» What is needed: Arrange the items from the start through the line containing "point(252, 339)", inclusive, as a two-column CSV with the header item_text,item_answer. Give one row per item, and put its text and its answer each in one quoted field with line breaks turned into spaces.

» Source data:
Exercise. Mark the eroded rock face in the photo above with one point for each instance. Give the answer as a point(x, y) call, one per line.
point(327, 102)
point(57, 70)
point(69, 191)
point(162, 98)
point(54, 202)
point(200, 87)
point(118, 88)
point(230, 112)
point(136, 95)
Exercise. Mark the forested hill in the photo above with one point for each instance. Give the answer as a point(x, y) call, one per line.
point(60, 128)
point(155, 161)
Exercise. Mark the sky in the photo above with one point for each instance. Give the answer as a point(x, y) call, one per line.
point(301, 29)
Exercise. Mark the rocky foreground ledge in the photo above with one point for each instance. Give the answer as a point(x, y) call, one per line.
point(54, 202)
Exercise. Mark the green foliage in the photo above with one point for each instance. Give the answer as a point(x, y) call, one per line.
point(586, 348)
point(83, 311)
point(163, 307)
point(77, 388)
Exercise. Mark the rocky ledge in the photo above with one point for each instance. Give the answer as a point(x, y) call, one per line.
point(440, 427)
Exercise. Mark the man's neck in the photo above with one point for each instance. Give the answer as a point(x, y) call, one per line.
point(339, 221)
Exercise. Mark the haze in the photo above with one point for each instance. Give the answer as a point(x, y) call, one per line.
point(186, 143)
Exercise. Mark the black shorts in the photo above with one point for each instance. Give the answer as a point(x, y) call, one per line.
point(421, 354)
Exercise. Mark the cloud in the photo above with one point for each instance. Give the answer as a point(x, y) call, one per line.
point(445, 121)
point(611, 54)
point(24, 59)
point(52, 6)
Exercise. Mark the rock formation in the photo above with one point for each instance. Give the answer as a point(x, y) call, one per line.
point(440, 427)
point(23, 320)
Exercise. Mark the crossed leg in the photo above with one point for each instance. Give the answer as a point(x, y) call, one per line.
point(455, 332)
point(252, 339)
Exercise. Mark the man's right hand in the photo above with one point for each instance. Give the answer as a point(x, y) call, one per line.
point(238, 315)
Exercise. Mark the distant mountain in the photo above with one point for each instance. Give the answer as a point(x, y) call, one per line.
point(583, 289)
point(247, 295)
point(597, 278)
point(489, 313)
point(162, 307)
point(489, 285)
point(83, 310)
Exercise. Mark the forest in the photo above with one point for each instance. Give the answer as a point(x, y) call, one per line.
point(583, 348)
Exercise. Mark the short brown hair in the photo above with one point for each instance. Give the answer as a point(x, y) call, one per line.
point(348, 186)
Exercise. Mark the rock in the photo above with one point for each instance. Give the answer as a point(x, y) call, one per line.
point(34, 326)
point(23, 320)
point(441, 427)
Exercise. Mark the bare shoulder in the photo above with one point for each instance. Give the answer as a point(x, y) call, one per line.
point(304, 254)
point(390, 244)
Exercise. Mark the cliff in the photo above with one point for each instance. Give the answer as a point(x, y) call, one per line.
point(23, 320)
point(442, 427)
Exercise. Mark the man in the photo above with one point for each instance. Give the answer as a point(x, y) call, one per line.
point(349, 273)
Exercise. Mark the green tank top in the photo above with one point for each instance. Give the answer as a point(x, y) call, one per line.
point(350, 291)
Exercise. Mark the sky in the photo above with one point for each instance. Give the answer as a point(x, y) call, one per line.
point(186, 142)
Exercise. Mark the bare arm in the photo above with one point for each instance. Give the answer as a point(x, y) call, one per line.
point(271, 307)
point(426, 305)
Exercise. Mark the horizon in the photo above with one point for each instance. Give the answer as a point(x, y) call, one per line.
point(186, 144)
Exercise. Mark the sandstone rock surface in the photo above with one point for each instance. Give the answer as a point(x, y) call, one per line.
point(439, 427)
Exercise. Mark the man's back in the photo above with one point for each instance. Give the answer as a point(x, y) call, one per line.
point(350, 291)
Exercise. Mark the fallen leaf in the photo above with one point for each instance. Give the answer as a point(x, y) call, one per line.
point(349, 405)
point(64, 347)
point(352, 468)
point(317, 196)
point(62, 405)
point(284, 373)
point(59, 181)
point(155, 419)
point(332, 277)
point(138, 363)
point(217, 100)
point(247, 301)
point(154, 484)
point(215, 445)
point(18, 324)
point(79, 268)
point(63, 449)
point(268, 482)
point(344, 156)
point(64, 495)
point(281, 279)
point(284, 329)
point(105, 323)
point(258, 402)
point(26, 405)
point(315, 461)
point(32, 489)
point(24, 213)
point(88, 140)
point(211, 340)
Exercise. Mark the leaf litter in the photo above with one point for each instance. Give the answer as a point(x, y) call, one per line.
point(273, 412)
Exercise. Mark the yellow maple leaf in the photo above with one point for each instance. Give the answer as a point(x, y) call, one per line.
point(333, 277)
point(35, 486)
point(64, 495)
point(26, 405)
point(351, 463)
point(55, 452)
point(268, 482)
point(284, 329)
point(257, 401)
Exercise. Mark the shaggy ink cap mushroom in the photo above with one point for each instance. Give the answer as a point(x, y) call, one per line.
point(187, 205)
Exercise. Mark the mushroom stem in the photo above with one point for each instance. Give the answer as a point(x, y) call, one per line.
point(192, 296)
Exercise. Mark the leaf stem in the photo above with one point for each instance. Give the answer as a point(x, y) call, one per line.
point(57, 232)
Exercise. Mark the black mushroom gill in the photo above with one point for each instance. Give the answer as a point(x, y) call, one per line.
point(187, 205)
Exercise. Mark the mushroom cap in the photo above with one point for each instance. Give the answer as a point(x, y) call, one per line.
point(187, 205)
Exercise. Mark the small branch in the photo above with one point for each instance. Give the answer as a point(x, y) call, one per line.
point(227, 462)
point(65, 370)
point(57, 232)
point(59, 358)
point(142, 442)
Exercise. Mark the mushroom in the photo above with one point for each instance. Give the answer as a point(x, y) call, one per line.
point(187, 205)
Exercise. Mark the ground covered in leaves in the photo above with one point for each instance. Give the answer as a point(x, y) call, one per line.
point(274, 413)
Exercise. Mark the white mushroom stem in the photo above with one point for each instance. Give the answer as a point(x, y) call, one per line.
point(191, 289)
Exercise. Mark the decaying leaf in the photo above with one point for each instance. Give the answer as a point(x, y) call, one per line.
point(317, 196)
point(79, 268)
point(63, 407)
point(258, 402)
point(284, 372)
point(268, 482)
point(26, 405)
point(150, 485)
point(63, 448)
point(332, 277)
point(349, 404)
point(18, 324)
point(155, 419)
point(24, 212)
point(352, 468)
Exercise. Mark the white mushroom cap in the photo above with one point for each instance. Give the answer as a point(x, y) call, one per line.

» Answer to the problem:
item_text,item_answer
"Exercise. Mark the eroded rock face in the photo above with one point for each instance. Give the answer as a point(x, y) call, one per line.","point(327, 102) point(57, 70) point(69, 191) point(162, 98) point(54, 202) point(200, 87) point(118, 88) point(230, 112) point(136, 95)"
"Exercise. Mark the forested hill in the photo above with one point for each instance. Give the answer as a point(x, y) call, one per line.","point(60, 128) point(155, 161)"
"Exercise. Mark the sky in the photo above with one point for each instance. Give the answer as a point(x, y) call, one per line.","point(301, 29)"
"Exercise. Mark the rocky foreground ledge in the photo above with one point for each instance. Give the answer as a point(x, y) call, one per line.","point(54, 202)"
"Exercise. Mark the green foliage in the photo above with one point for each instance. Give the answer as a point(x, y) call, one per line.","point(586, 348) point(83, 311) point(163, 307) point(77, 388)"
"Exercise. Mark the rocky ledge in the photo above with one point for each instance. Give the answer as a point(x, y) call, one per line.","point(440, 427)"
"Exercise. Mark the man's neck in the photo above with one point for each instance. Give the answer as a point(x, y) call, one per line.","point(339, 221)"
"Exercise. Mark the haze in the photo above with one point for each instance. Give the answer as a point(x, y) call, one per line.","point(186, 143)"
"Exercise. Mark the black shorts in the photo above with one point for each instance. Give the answer as a point(x, y) call, one per line.","point(421, 354)"
"Exercise. Mark the cloud in the photo above with one point for each instance. Give the answer as a point(x, y) call, one per line.","point(445, 121) point(611, 54) point(24, 59) point(52, 6)"
"Exercise. Mark the rock formation in the photo above with one point for each instance. Give the answer as a point(x, y) call, one per line.","point(440, 427) point(23, 320)"
"Exercise. Mark the crossed leg in the photo above with one point for each instance. Give the answer as a point(x, y) call, one per line.","point(455, 332) point(252, 339)"